But not only is wanting to get everything for free a slap on the face of your neighbors who provide those things for you, it is, by definition, a love of wealth. Wealth isn’t just the amount of numbers next to the dollar sign on your bank account statements. The word “wealth” in the Bible (Greek: mamonas) speaks of all assets—whether hard assets or wealth in the form of currency. By trying to gain the world’s goods without spending your own resources, you are seeking to increase your wealth without any cost to you. Beware then, of falling into the habit of wanting to get everything for free, for this is a mark of the love of money.
Mark #2: Wanting to Continually Increase Your Material Possessions
Who says, ‘I will build myself a roomy house With spacious upper rooms, and cut out its windows, paneling it with cedar and painting it bright red.’Jeremiah 22:14
While the lover of God says in his heart with respect to material possessions, “I want to give,” the lover of wealth says, “I want to get.” A person who loves money doesn’t think about how many goods he can contribute to the world; he is consumed with how many goods he can accumulate from the world. As verse 14 reveals, he is someone who wants a bigger home with more spacious rooms, with classier windows and brighter paint. He is one who continually wants to upgrade to the grander and finer material things of life.

▸ **DATA**:
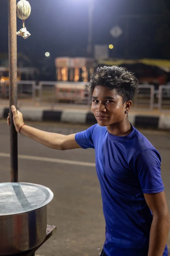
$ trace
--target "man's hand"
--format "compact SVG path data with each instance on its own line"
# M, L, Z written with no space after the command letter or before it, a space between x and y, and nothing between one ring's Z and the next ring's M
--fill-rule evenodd
M11 106L11 109L13 114L13 120L15 129L17 132L19 132L20 128L24 124L23 119L23 114L17 109L14 105ZM10 116L9 113L7 118L7 123L8 125L10 125Z

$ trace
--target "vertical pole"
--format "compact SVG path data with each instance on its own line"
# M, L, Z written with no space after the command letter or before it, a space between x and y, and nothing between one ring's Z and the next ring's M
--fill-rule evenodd
M8 0L9 110L10 113L11 181L18 181L17 135L13 121L11 107L17 108L17 45L16 0Z
M126 47L125 49L125 56L128 59L129 58L129 27L130 27L130 18L127 17L125 19L126 22Z
M89 0L88 17L89 17L89 28L87 47L87 53L91 55L92 52L92 40L93 40L93 13L94 9L94 0Z

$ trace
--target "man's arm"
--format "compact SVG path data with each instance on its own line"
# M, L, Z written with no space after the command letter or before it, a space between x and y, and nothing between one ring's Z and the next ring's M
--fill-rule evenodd
M153 219L150 228L147 256L162 256L170 228L170 217L164 192L144 194Z
M17 131L19 131L24 124L23 114L17 110L14 106L11 107L13 120ZM8 117L8 124L10 125L9 116ZM48 132L36 129L28 125L24 125L20 131L21 133L47 147L58 149L66 150L74 148L80 148L75 139L75 134L63 135L59 134Z

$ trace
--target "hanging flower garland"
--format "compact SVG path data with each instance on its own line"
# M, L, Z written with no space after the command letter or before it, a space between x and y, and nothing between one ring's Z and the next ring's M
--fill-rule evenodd
M23 27L17 32L17 35L23 37L24 39L27 38L31 34L25 27L25 20L29 17L31 12L31 6L26 0L20 0L17 5L17 15L22 20Z

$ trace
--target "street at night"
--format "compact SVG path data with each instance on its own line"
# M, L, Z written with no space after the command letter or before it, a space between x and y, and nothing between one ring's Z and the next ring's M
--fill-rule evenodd
M26 123L65 135L87 128L49 122ZM5 121L0 122L0 181L8 182L9 129ZM161 154L162 177L170 209L170 132L139 131ZM57 230L36 254L98 256L105 240L105 224L94 166L94 150L55 151L18 134L18 154L19 181L43 185L54 193L54 199L48 207L48 224L56 226Z

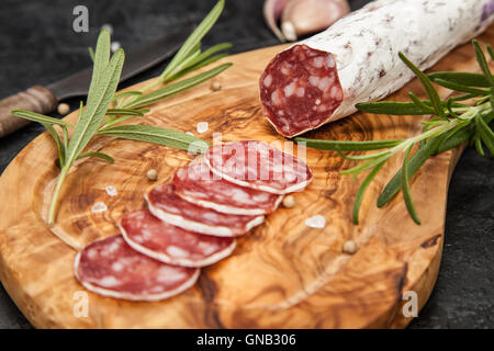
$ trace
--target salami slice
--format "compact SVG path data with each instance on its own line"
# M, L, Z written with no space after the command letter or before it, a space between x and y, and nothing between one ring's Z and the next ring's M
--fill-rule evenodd
M381 100L494 22L494 0L378 0L278 54L259 80L263 114L293 137Z
M211 172L205 163L191 163L179 168L172 184L180 197L227 214L269 214L282 200L281 195L228 182Z
M149 211L177 227L217 237L238 237L265 220L263 216L228 215L188 202L173 185L154 188L147 195Z
M125 241L136 251L158 261L204 267L229 256L234 238L220 238L184 230L151 215L149 210L126 214L120 228Z
M301 159L256 140L215 145L204 160L228 182L273 194L301 191L312 181L311 169Z
M159 301L191 287L199 269L170 265L133 250L116 235L83 248L75 260L77 280L89 291L131 301Z

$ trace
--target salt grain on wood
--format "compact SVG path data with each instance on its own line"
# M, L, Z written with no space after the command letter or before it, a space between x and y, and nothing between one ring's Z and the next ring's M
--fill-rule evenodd
M115 186L112 185L108 185L106 188L104 188L104 191L106 191L106 194L109 196L116 196L116 194L119 193L115 189Z
M97 202L94 205L92 205L91 207L91 212L92 213L101 213L101 212L105 212L108 210L106 205L104 204L104 202Z
M199 134L205 133L207 132L210 125L207 124L207 122L199 122L198 126L197 126L197 131Z
M305 225L310 228L322 229L326 226L326 218L324 218L322 215L317 215L305 219Z

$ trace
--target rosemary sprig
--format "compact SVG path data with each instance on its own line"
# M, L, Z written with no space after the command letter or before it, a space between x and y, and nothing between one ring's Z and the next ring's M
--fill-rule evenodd
M357 167L341 171L340 173L343 174L356 176L370 169L369 174L357 192L352 212L353 223L359 223L359 208L370 182L385 162L397 154L404 155L403 166L382 190L378 199L378 206L384 206L400 191L403 191L408 214L417 224L420 224L420 219L412 200L409 179L431 156L456 148L465 141L475 146L480 155L484 156L485 146L490 155L494 156L494 132L490 126L494 118L494 76L490 70L484 50L476 41L473 41L473 47L482 73L434 72L425 75L405 55L400 53L400 58L420 80L429 99L419 100L415 94L409 93L411 102L383 101L356 105L360 111L374 114L433 115L430 121L423 123L424 131L422 134L407 139L371 141L295 138L296 141L305 143L308 147L337 151L346 159L363 161ZM486 46L486 50L491 59L494 59L494 50L490 45ZM465 94L442 101L433 81L453 92ZM471 100L473 103L460 103L460 101L467 100ZM411 157L414 146L418 147ZM361 156L344 154L345 151L378 149L381 151Z
M80 103L76 125L30 111L12 111L19 117L41 123L53 137L58 150L60 172L52 195L47 218L48 226L54 224L60 189L76 160L97 157L108 162L114 162L110 155L98 151L85 152L96 135L155 143L192 152L203 152L207 148L206 141L182 132L151 125L122 125L122 123L130 118L144 116L149 110L143 107L195 87L221 73L232 65L223 64L184 80L175 81L226 56L226 54L218 53L229 48L229 43L215 45L203 53L200 48L201 39L218 19L224 3L224 0L216 3L173 56L164 72L139 91L115 94L125 55L123 49L119 49L111 56L110 34L105 30L101 31L96 50L90 49L93 61L91 84L86 106L82 102ZM162 83L167 84L151 91L151 88ZM112 104L113 106L110 107ZM69 128L74 131L71 137L68 133ZM61 136L57 129L60 129Z

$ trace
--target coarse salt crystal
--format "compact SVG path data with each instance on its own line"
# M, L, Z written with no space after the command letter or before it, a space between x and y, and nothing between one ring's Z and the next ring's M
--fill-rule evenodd
M115 186L112 185L108 185L106 188L104 188L104 191L106 192L106 194L109 194L109 196L116 196L116 194L119 193Z
M92 205L91 207L91 212L92 213L101 213L101 212L105 212L108 210L106 205L104 204L104 202L97 202L94 205Z
M322 215L317 215L305 219L305 225L310 228L322 229L326 226L326 218L324 218Z
M207 122L200 122L198 123L198 127L197 131L199 134L202 134L204 132L206 132L209 129L210 125L207 124Z

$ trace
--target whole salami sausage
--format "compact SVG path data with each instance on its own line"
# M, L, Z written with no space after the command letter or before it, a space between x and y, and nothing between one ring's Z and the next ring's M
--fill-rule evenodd
M260 80L263 114L283 136L381 100L494 22L494 0L377 0L278 54Z
M126 214L120 222L120 229L134 250L175 265L213 264L235 249L234 238L201 235L172 226L153 216L147 208Z
M159 301L180 294L195 283L200 272L142 254L121 235L88 245L76 256L74 269L87 290L131 301Z

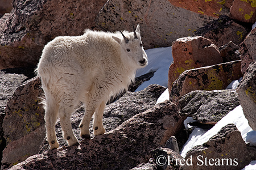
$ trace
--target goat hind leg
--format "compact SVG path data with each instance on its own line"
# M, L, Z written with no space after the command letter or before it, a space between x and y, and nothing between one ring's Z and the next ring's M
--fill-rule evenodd
M46 115L46 135L47 141L49 143L50 149L53 150L59 147L59 143L57 141L55 133L55 124L57 121L57 107L53 105L52 103L47 101Z
M102 102L95 112L93 120L93 133L96 136L106 132L102 123L103 113L105 107L105 102Z
M85 114L81 121L79 128L80 128L80 137L85 139L90 139L90 132L89 128L92 116L94 113L94 107L87 106L85 109Z
M59 110L60 122L63 133L63 138L67 140L68 146L79 145L75 136L70 121L72 113L75 111L73 105L63 104Z

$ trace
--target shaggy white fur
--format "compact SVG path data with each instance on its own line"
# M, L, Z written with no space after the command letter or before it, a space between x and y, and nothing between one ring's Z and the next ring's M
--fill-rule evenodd
M105 132L102 116L107 101L127 88L136 70L147 64L139 26L134 32L123 35L86 29L82 36L57 37L45 46L36 71L46 97L45 120L51 149L59 147L55 134L58 116L68 145L79 144L70 117L80 101L85 105L80 136L90 138L89 126L94 112L94 135Z

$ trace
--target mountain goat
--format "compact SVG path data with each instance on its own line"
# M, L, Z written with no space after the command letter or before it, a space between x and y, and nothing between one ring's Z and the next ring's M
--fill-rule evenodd
M79 101L85 113L80 135L89 138L89 126L94 113L95 135L105 133L102 116L106 103L134 79L137 69L147 64L139 26L133 32L115 33L86 29L79 36L57 37L43 50L36 70L46 95L45 120L50 149L59 147L55 134L60 118L63 137L69 146L79 144L70 117Z

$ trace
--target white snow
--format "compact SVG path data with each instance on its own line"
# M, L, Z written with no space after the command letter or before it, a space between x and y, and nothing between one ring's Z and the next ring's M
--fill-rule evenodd
M147 55L148 65L136 73L136 77L155 71L150 80L144 82L137 89L142 90L152 84L158 84L167 87L168 72L172 62L172 48L158 48L145 50Z
M255 24L256 27L256 23ZM149 81L144 82L137 91L143 90L148 85L158 84L167 87L168 72L171 63L172 62L171 47L159 48L151 49L146 50L148 57L148 65L143 69L137 72L136 76L139 76L148 73L156 71ZM227 89L236 89L240 80L234 80L227 87ZM157 103L169 99L168 88L158 99ZM191 117L188 117L184 121L186 128L188 122L195 121ZM236 107L233 110L230 112L226 116L219 121L212 129L206 131L201 128L195 128L189 135L188 140L184 145L180 154L185 157L188 151L193 147L202 144L207 142L209 139L216 134L218 131L228 124L235 124L241 132L242 138L246 143L250 143L251 146L256 146L256 131L251 129L248 125L248 121L243 115L242 108L241 105ZM251 161L250 164L245 167L242 170L256 169L256 160Z
M156 104L164 101L166 100L169 100L169 91L168 90L168 88L164 91L163 93L160 96L159 98L158 98L156 101Z
M256 169L256 160L251 161L250 164L242 170L255 170Z
M242 77L240 78L239 80L233 80L232 82L231 82L230 84L229 84L229 86L226 88L226 90L228 89L237 89L237 86L238 86L239 83L243 79Z
M254 28L255 27L256 27L256 23L255 23L253 25L251 29L253 29L253 28Z
M247 134L253 130L249 126L248 121L245 118L245 116L243 115L242 107L239 105L223 117L212 129L209 130L205 133L204 133L204 131L201 129L200 129L200 131L199 132L199 130L197 129L197 128L196 128L194 131L196 130L196 133L193 131L190 135L193 137L189 137L189 138L193 138L194 140L188 140L187 143L183 146L183 148L180 152L180 155L182 156L185 157L187 152L192 147L197 145L203 144L204 143L207 142L210 137L216 134L222 127L231 123L236 125L237 129L241 133L242 138L246 142L248 143L248 141L251 140L252 138L253 138L252 136L247 135ZM201 133L200 133L200 132L201 132ZM246 137L247 137L246 139Z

▸ **TASKS TO CARRY OUT**:
**a.** Answer these questions from the passage on the love of money:
(i) What Greek word does it give for "wealth" in the Bible?
(ii) Which Bible verse is quoted under Mark #2?
(iii) What does the lover of God say in his heart with respect to material possessions?
**b.** Continue the passage on the love of money, starting after its last sentence.
The records come from a separate source and are unrelated to the passage on the love of money.

▸ **ANSWERS TO EACH TASK**:
**a.**
(i) Mamonas
(ii) Jeremiah 22:14
(iii) "I want to give."

**b.**
To be clear, the Bible doesn’t direct believers into taking a vow of poverty, whether for leaders or laymen. Living in a studio apartment in the most crime-infested part of the city doesn’t make one inherently more godly than living in a five-bedroom home in a gated community. The Scriptures don’t instruct the rich to become poor or to even downgrade. But it does instruct the rich to be humble (not conceited) about or fix their hope on the wealth that God gave them. Instead they are to be generous toward others with their wealth and be rich in good deeds (1 Tim 6:17-18). Just because someone has a lot of wealth doesn’t mean they are lover of wealth. A lover of wealth is defined by someone who has an insatiable appetite for wealth for the sake of his own comfort, status, and enjoyment and with no genuine ambition to use his wealth for the good of others or share his wealth with those who are in need.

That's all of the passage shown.